• **WHAT YOU SHOULD DO**
Copy exactly the lines from the one containing "Then, for each" through the last line of the records, both included, and nothing more.

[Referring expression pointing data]
^^^^^^^^^^^^^^^^

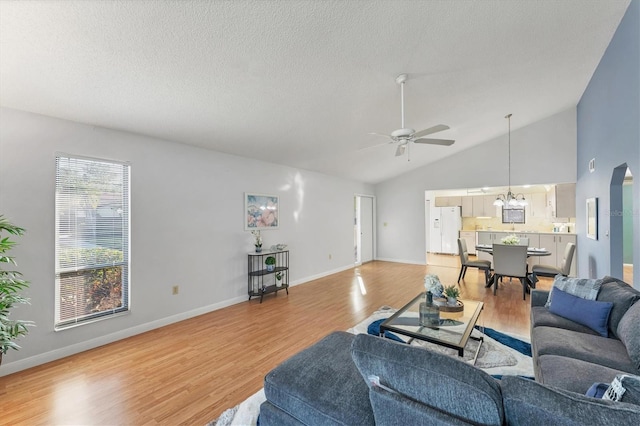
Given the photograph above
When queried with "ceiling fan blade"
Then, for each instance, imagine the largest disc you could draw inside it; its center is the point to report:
(380, 134)
(430, 130)
(445, 142)
(376, 145)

^^^^^^^^^^^^^^^^

• **RESPONSE FOR THIS EXERCISE**
Then, for each instance, imagine the largest disc you could draw inside it; its center is the point to report:
(380, 134)
(430, 130)
(445, 142)
(376, 145)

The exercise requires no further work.